### What to work on
Can you copy out, character for character, the lines from the one with "Accessibility screen-reader module — describe where the green" up to and including the one with "24, 95, 32, 100"?

### Dataset entries
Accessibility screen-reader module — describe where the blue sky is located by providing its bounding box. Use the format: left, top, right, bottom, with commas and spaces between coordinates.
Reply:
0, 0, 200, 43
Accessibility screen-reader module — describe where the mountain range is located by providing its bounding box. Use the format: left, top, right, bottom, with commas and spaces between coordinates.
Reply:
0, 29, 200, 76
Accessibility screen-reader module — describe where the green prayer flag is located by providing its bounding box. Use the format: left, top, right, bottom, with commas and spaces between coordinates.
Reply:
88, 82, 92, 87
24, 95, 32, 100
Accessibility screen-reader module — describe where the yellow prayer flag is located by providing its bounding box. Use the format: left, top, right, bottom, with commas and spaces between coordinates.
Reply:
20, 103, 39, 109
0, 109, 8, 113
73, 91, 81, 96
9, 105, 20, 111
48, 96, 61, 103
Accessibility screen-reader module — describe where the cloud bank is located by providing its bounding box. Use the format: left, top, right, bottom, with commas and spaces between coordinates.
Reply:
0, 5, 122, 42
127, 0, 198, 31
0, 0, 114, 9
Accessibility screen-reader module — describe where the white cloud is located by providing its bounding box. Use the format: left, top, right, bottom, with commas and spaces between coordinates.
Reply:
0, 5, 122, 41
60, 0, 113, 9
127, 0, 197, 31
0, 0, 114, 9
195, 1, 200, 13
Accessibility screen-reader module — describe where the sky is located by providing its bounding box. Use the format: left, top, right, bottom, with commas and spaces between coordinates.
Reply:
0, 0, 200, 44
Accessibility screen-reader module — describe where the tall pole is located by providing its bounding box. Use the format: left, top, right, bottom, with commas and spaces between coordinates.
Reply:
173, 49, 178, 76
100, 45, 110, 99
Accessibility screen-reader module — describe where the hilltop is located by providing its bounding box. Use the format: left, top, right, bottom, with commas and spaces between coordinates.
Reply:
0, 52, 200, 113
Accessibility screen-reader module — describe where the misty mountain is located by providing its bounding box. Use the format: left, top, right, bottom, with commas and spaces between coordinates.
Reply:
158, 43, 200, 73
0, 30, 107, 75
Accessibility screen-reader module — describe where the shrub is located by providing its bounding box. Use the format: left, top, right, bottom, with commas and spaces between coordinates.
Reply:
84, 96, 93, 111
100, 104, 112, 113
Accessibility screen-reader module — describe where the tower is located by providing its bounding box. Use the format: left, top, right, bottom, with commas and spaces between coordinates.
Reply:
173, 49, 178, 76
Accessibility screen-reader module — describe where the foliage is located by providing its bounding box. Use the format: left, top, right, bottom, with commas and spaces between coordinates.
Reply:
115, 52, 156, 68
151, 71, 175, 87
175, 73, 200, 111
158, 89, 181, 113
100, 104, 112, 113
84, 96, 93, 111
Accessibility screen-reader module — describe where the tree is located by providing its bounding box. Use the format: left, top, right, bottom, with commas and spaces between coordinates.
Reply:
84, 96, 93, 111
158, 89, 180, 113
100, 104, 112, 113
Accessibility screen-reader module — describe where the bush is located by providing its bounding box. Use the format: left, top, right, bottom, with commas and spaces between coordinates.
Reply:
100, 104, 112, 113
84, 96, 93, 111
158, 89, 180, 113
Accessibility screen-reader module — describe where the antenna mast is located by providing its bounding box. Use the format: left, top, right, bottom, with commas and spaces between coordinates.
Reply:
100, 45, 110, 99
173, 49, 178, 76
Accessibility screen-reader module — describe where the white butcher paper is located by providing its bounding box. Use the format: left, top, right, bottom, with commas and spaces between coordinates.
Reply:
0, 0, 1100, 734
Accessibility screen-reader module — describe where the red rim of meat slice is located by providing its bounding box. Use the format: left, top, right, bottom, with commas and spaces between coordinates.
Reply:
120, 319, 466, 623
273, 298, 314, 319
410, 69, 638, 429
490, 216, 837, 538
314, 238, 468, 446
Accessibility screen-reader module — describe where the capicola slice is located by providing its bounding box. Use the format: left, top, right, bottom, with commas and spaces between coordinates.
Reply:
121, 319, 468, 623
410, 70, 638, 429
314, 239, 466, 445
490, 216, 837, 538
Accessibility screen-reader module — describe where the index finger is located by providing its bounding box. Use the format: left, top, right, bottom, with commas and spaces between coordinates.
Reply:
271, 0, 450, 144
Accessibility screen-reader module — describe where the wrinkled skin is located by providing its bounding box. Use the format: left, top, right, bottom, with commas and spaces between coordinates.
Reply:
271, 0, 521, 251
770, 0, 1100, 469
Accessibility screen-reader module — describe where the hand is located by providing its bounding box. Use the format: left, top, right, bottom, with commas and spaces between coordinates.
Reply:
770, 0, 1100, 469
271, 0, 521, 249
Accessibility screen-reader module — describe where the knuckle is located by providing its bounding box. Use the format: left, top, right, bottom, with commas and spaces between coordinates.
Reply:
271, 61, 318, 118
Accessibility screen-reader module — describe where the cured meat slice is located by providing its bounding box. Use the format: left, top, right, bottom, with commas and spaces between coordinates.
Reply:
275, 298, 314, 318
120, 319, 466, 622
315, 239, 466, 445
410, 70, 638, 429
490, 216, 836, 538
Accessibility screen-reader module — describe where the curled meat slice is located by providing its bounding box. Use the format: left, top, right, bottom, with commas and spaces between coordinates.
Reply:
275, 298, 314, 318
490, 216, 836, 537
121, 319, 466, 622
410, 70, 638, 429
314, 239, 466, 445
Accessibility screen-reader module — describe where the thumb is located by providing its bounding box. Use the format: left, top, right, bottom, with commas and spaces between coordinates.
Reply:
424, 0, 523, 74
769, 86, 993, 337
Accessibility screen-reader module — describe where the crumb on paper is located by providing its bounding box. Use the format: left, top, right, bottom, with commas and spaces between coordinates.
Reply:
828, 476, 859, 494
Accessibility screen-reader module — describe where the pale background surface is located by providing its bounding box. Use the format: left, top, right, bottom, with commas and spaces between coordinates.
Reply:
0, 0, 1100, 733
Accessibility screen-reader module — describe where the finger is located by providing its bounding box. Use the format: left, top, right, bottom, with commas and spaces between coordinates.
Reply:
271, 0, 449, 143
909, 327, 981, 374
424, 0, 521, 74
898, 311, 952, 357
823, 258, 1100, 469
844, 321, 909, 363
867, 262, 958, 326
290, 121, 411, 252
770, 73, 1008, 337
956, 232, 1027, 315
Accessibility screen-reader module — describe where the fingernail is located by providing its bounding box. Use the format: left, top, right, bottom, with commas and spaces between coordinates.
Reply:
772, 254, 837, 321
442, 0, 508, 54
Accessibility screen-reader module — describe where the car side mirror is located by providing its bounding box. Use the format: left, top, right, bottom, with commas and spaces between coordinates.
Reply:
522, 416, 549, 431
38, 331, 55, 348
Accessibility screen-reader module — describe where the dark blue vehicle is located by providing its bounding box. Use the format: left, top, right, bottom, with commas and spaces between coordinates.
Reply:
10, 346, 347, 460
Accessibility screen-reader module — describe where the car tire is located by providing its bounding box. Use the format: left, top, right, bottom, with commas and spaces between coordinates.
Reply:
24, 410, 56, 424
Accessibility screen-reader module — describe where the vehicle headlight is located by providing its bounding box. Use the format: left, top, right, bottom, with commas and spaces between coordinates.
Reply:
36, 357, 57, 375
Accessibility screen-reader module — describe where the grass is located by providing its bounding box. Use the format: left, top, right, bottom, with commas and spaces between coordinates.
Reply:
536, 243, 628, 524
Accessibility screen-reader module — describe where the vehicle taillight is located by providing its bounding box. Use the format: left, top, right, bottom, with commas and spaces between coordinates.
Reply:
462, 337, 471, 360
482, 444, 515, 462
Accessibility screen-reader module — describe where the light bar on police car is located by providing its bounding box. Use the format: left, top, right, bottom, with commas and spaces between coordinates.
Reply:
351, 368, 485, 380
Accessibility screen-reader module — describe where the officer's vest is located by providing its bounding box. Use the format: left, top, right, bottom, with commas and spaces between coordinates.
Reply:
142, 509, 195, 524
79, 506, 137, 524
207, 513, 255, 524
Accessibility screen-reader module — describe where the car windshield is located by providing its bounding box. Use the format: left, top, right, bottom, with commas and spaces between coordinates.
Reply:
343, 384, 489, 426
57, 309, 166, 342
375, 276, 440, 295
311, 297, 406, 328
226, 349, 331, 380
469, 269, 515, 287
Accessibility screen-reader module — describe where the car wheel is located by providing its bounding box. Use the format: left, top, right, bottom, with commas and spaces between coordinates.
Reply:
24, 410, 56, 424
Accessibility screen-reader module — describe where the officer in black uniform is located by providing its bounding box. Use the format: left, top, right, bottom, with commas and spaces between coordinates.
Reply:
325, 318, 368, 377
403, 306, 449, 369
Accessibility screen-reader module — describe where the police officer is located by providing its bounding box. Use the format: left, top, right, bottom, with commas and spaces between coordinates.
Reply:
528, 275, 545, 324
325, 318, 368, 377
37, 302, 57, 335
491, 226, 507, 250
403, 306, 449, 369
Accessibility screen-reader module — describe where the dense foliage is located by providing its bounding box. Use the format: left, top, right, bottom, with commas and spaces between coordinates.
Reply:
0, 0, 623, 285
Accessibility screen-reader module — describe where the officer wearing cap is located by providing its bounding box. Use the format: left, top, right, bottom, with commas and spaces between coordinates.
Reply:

### Solution to this exercise
Accessibility screen-reader module — describe where the green prayer flag is located by providing its bounding box. Use the format: left, top, right, bottom, with commas and spaces between coordinates.
Reply:
88, 82, 92, 87
24, 95, 32, 100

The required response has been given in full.